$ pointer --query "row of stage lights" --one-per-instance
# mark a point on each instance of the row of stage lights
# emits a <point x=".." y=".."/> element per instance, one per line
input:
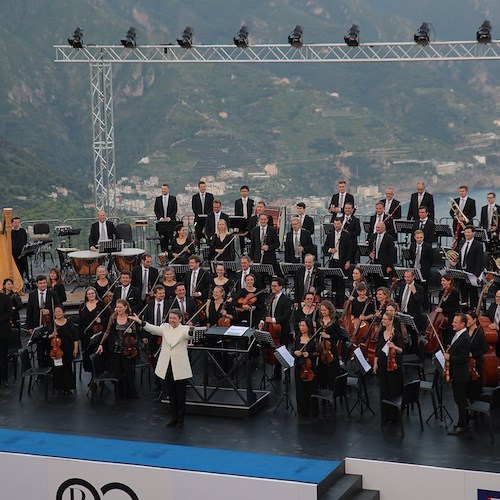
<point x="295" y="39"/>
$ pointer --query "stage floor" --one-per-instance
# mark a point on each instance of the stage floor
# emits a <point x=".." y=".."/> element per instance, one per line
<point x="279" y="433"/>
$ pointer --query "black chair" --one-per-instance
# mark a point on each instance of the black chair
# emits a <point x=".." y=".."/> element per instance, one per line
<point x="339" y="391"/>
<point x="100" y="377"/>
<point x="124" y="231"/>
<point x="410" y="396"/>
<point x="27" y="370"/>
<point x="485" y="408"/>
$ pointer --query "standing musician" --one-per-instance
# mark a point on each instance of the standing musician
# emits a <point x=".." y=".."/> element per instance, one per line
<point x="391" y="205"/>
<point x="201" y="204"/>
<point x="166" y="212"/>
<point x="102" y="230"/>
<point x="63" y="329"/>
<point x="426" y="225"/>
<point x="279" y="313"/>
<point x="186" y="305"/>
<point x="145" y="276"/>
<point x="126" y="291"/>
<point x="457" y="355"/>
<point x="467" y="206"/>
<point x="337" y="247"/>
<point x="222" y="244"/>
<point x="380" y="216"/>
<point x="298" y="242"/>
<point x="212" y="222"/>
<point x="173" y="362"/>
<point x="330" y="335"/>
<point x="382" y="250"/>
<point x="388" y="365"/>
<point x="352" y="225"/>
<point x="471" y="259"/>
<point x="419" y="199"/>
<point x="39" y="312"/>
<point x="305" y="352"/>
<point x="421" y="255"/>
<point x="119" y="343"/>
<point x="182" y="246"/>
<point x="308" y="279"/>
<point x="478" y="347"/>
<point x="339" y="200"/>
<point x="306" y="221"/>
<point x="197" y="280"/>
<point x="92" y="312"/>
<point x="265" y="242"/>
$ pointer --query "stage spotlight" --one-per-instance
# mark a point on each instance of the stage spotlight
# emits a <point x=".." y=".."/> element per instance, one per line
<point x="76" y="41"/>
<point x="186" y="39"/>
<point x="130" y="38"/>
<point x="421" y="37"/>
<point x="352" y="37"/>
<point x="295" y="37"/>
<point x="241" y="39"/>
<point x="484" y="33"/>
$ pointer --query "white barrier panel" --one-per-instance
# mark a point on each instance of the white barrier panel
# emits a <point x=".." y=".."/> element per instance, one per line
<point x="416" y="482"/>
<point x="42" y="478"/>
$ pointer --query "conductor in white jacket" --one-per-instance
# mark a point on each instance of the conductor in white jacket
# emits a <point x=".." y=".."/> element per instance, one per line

──────────────────────────────

* Required work: Without the pictures, retype the whole of the material above exactly.

* The response:
$ pointer --query "row of stage lights" --one-per-instance
# mark a point on each instance of the row of stage lights
# emits a <point x=".." y=".."/> element per instance, one per line
input:
<point x="295" y="39"/>
$ pointer --query "stage floor" --one-per-instance
# mark a point on each instance of the stage floor
# emits a <point x=".." y=".."/> element per instance, one per line
<point x="279" y="433"/>
$ pointer --query "black chair" --one-per-instance
# mark a point on each instance of the black chair
# emits a <point x=".." y=".."/> element per instance, one per line
<point x="339" y="391"/>
<point x="100" y="377"/>
<point x="124" y="231"/>
<point x="410" y="396"/>
<point x="27" y="370"/>
<point x="485" y="408"/>
$ pointer --query "standing musician" --one-per-instance
# mark a point on each instance of the standing musician
# emits a <point x=".." y=".."/> element per instance, one per line
<point x="391" y="205"/>
<point x="201" y="204"/>
<point x="166" y="212"/>
<point x="102" y="230"/>
<point x="63" y="329"/>
<point x="426" y="225"/>
<point x="279" y="313"/>
<point x="186" y="305"/>
<point x="145" y="276"/>
<point x="126" y="291"/>
<point x="457" y="355"/>
<point x="467" y="206"/>
<point x="337" y="247"/>
<point x="222" y="244"/>
<point x="380" y="216"/>
<point x="298" y="242"/>
<point x="212" y="222"/>
<point x="173" y="362"/>
<point x="330" y="335"/>
<point x="382" y="250"/>
<point x="388" y="365"/>
<point x="352" y="225"/>
<point x="471" y="259"/>
<point x="419" y="199"/>
<point x="39" y="312"/>
<point x="305" y="352"/>
<point x="421" y="255"/>
<point x="119" y="343"/>
<point x="182" y="246"/>
<point x="308" y="279"/>
<point x="478" y="347"/>
<point x="339" y="200"/>
<point x="306" y="221"/>
<point x="197" y="280"/>
<point x="92" y="312"/>
<point x="265" y="242"/>
$ pointer --query "stage spotlight" --one-per-instance
# mark a point on each instance of the stage spotlight
# emits a <point x=".." y=".."/> element per instance, one per line
<point x="76" y="41"/>
<point x="186" y="39"/>
<point x="130" y="38"/>
<point x="421" y="37"/>
<point x="352" y="37"/>
<point x="295" y="37"/>
<point x="241" y="39"/>
<point x="484" y="33"/>
$ pointer --query "white barrier panel" --one-per-instance
# mark a point on each instance of the white barrier panel
# emits a <point x=".." y=".."/> element per instance, one per line
<point x="416" y="482"/>
<point x="42" y="478"/>
$ pointer --query "conductor in white jacket" --one-per-instance
# mark a point on each instance of the conductor in white jacket
# emits a <point x=".." y=".."/> element per instance, one per line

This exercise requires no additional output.